_SET TASK_: Find each line of the records that contains the word "every" and copy it out.

>>>>>

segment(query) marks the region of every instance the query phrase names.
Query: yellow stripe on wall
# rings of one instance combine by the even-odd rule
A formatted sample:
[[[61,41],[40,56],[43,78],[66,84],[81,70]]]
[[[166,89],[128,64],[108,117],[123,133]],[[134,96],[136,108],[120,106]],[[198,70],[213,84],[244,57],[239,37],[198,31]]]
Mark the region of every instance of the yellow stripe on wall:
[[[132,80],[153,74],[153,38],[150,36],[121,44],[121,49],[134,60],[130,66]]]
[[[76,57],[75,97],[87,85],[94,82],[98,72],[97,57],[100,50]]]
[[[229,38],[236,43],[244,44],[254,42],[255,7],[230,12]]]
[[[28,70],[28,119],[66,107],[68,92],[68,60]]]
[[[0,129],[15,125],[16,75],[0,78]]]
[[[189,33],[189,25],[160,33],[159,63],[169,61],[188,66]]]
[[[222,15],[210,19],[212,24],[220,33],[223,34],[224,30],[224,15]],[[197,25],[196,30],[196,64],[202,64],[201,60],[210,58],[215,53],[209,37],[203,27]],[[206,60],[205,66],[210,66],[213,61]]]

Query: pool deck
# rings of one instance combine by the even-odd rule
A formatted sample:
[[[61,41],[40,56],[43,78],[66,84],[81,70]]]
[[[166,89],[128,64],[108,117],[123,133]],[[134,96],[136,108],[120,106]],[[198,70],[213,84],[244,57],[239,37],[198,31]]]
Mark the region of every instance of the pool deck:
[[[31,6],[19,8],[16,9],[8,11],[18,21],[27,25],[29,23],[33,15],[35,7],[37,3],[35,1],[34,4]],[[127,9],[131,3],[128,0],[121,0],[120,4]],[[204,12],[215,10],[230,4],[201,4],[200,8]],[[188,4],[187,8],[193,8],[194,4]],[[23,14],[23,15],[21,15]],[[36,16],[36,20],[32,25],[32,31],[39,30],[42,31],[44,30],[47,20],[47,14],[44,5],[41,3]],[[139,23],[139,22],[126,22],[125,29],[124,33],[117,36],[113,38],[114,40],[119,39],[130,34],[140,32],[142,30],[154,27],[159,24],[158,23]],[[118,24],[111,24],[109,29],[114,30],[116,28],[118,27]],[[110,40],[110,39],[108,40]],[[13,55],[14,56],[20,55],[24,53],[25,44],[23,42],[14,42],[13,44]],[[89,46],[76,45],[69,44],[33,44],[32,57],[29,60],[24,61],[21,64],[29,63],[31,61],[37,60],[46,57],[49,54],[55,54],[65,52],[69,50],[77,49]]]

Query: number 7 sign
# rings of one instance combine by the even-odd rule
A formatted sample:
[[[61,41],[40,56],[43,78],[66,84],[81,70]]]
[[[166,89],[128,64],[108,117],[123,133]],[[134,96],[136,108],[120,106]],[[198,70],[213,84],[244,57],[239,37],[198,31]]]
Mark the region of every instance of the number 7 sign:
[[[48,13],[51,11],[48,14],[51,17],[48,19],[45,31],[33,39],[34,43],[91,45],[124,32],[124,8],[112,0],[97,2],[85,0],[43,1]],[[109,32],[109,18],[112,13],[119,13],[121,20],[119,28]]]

<<<<<

_ANSWER_:
segment(query) marks the region of every instance the query phrase names.
Mark the region of every instance of the yellow stripe on wall:
Mark the region of every instance of the pool deck:
Mark the region of every instance of the number 7 sign:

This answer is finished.